- Work item -
Carry on the passage about copying methods, starting after its final sentence.

- Extract provided -
....

Until the late 18th century, if an office wanted to keep a copy of an outgoing letter, a clerk had to write out the copy by hand. This technology continued to be prevalent through most of the 19th century. For these purposes, offices employed copy clerks, also known as copyists, scribes, and scriveners.
A few alternatives to hand copying were invented between the mid-17th century and the late 18th century, but none had a significant impact on offices. In 1780 James Watt obtained a patent for letter copying presses, which James Watt & Co. produced beginning in that year. Letter copying presses were used by the early 1780s by people like Benjamin Franklin, George Washington, and Thomas Jefferson. In 1785, Jefferson was using both stationary and portable presses made by James Watt & Co.
During the 19th century, a host of competing technologies were introduced to meet office copying needs. The technologies that were most commonly used in 1895 are identified in an 1895 description of the New York Business College's course program: "All important letters or documents are copied in a letter-book or carbon copies [are] made, and instruction is also given in the use of the mimeograph and other labor-saving office devices."
Organically, copying of genetic information can take place using DNA replication, which is able to copy and replicate the data with a high degree of accuracy, but mistakes are common, and occur in the form of mutations. However, in the process of DNA repair, many of the mistakes are corrected by checking the copied data against the original data.

....

- Records provided -
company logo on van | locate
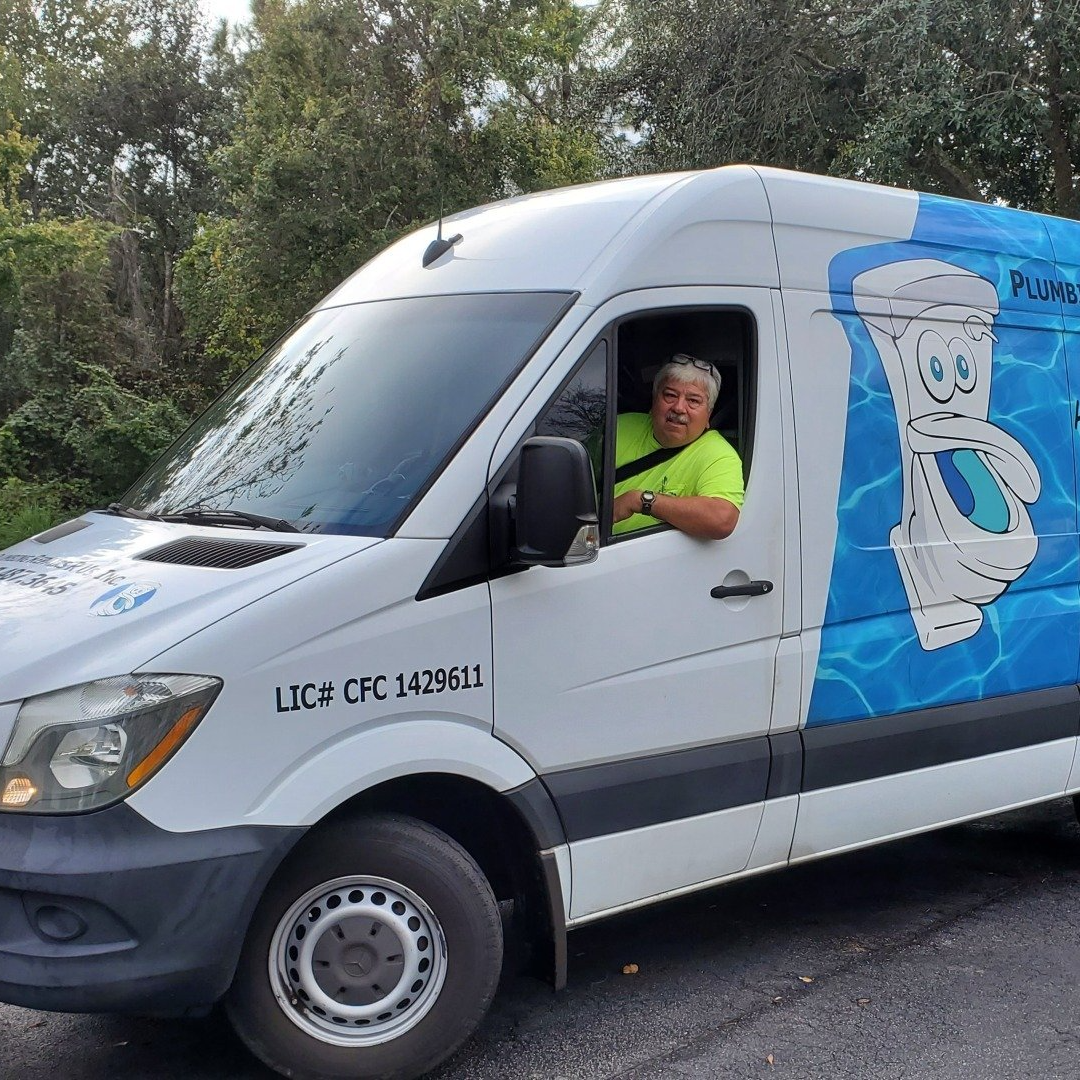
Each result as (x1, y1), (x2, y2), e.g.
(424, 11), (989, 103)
(90, 581), (158, 615)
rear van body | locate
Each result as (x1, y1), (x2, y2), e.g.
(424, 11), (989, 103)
(0, 166), (1080, 1077)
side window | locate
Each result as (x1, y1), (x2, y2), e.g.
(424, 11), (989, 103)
(536, 308), (756, 541)
(608, 308), (756, 539)
(536, 341), (608, 496)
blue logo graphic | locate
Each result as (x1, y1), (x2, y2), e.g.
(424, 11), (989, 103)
(90, 581), (158, 615)
(807, 195), (1080, 726)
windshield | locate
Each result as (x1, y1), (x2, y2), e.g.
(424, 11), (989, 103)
(124, 293), (569, 537)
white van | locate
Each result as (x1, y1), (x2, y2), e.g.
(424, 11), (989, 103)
(0, 166), (1080, 1078)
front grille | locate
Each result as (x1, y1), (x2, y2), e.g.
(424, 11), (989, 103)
(135, 537), (305, 570)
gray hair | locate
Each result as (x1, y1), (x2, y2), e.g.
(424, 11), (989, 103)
(652, 352), (720, 413)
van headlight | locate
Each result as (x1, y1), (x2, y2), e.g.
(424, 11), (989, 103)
(0, 675), (221, 813)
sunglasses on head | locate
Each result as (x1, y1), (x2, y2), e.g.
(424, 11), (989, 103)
(671, 352), (720, 386)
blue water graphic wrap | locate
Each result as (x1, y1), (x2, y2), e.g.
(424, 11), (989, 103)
(808, 195), (1080, 725)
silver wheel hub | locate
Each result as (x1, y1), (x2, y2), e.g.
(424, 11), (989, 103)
(269, 877), (446, 1047)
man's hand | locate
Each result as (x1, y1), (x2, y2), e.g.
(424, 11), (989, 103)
(613, 488), (739, 540)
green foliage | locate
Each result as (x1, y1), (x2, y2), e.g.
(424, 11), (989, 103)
(177, 0), (617, 370)
(10, 0), (1080, 540)
(605, 0), (1080, 216)
(0, 478), (85, 551)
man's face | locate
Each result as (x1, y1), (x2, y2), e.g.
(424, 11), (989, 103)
(649, 379), (708, 446)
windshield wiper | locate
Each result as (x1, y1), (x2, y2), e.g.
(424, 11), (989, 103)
(158, 507), (300, 532)
(105, 502), (164, 522)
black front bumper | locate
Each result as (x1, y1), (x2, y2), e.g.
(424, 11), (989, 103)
(0, 805), (305, 1016)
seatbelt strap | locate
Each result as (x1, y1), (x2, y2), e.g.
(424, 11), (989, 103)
(615, 446), (686, 484)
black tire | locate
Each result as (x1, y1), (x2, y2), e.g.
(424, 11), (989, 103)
(226, 814), (502, 1080)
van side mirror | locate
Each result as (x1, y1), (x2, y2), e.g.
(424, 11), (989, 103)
(512, 435), (599, 566)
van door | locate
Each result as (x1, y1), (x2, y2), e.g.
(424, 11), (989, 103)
(491, 288), (797, 919)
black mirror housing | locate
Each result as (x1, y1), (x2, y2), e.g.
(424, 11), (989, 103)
(513, 435), (599, 566)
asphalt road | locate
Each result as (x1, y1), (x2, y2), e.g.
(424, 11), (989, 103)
(6, 801), (1080, 1080)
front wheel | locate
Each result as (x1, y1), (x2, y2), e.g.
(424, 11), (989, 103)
(226, 814), (502, 1080)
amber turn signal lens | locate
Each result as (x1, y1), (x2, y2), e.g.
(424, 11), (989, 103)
(0, 777), (38, 807)
(127, 705), (203, 787)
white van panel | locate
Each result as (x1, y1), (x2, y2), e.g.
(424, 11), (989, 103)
(131, 539), (501, 833)
(757, 168), (919, 295)
(746, 795), (799, 870)
(244, 714), (534, 825)
(792, 739), (1076, 863)
(1065, 739), (1080, 795)
(570, 802), (762, 920)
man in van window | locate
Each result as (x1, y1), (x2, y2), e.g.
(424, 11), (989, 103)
(612, 352), (743, 540)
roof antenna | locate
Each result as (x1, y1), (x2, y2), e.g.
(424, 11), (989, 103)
(423, 113), (462, 269)
(423, 203), (462, 267)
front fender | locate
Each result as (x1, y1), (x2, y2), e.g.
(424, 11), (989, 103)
(131, 714), (536, 832)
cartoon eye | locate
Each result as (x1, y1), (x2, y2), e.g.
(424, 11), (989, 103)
(918, 330), (954, 402)
(948, 338), (978, 394)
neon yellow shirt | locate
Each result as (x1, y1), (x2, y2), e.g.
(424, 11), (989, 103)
(611, 413), (743, 535)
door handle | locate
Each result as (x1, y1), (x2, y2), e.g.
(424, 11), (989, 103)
(708, 581), (772, 600)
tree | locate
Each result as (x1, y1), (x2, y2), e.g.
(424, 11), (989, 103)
(608, 0), (1080, 216)
(180, 0), (617, 380)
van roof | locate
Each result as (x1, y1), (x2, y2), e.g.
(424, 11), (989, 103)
(319, 165), (1080, 307)
(320, 165), (777, 307)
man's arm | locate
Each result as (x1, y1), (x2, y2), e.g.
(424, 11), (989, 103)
(615, 488), (739, 540)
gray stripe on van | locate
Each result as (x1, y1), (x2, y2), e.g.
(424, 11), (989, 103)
(532, 685), (1080, 841)
(802, 686), (1080, 792)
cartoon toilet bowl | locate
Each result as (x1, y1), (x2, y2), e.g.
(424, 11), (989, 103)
(852, 259), (1040, 650)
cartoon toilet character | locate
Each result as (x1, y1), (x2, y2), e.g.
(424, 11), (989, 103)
(852, 259), (1041, 650)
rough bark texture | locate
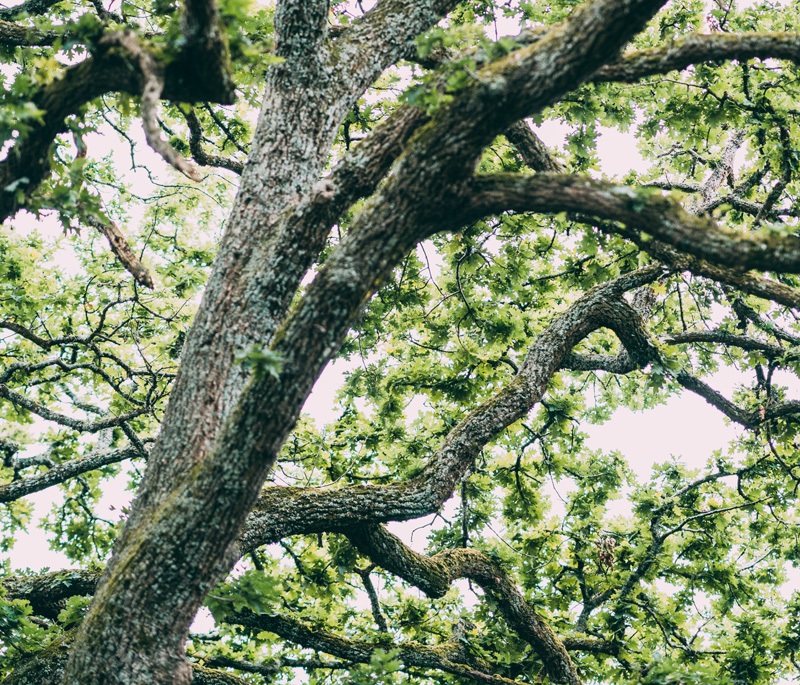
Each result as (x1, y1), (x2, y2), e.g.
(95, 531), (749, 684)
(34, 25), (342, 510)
(0, 0), (800, 685)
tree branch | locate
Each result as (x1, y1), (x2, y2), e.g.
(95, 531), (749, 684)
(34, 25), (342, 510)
(347, 525), (581, 685)
(461, 174), (800, 273)
(231, 612), (520, 685)
(0, 446), (145, 503)
(239, 265), (664, 555)
(592, 32), (800, 83)
(0, 16), (58, 46)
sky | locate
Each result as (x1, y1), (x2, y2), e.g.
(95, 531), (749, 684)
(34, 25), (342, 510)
(1, 2), (800, 676)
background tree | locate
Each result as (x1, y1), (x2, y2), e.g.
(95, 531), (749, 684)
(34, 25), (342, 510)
(0, 0), (800, 685)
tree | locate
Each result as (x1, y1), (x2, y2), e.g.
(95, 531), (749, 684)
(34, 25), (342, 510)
(0, 0), (800, 685)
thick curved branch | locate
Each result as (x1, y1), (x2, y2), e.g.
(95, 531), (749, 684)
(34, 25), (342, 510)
(0, 0), (61, 21)
(100, 31), (201, 181)
(239, 265), (664, 554)
(0, 383), (151, 433)
(173, 0), (236, 105)
(632, 236), (800, 309)
(0, 446), (142, 503)
(84, 214), (155, 290)
(592, 32), (800, 83)
(330, 0), (458, 97)
(461, 174), (800, 273)
(0, 6), (233, 222)
(347, 525), (581, 685)
(0, 569), (100, 619)
(0, 19), (58, 46)
(505, 120), (564, 173)
(181, 109), (244, 174)
(225, 612), (519, 685)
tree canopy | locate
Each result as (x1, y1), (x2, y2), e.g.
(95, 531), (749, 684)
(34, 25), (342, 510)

....

- Response area -
The same principle is applied digitally, in devices such as in hard disks, but in a different form. The magnetised data on the disk consists of 1s and 0s. Unlike DNA, it only has two types of information, rather than four types, however, it still has a polar concept of transfer. In this case, the read-write head acts as an intermediary. A data section reading "1", can only trigger one type of response, and "0" for the other. These responses from reading are converted into an electrical form that gets carried through the circuits. Although this can be later converted and processed for other ways of using the data, which can be modified, if a file was being copied from one hard disk to another, the principle ensures that the data is transferred with high fidelity, because only each type of signal can only trigger one type of data write, in this case, a 1 or a 0. This excludes exceptions where the data was written incorrectly or the existing data has been corrupted while on the disk such that no distinction can be made, but usually the hard disk returns the area as unreadable. The other concept that using digital copying is website copy, digital copying has more interpretation than just the basic concept of disk read and write itself. Digital Copy is a sample of interpretation of digital copying.
The concept of copying has a particular significance in certain areas of law. In each of the primary areas of intellectual property law, a number of cases have refined the question of what exactly constitutes the kind of copying prohibited by law, especially in areas such as copyright law.
A related concept is plagiarism, copying others' work and passing it off as one's own. Many schools will take plagiarism to academic suspension, or even the failure of a course.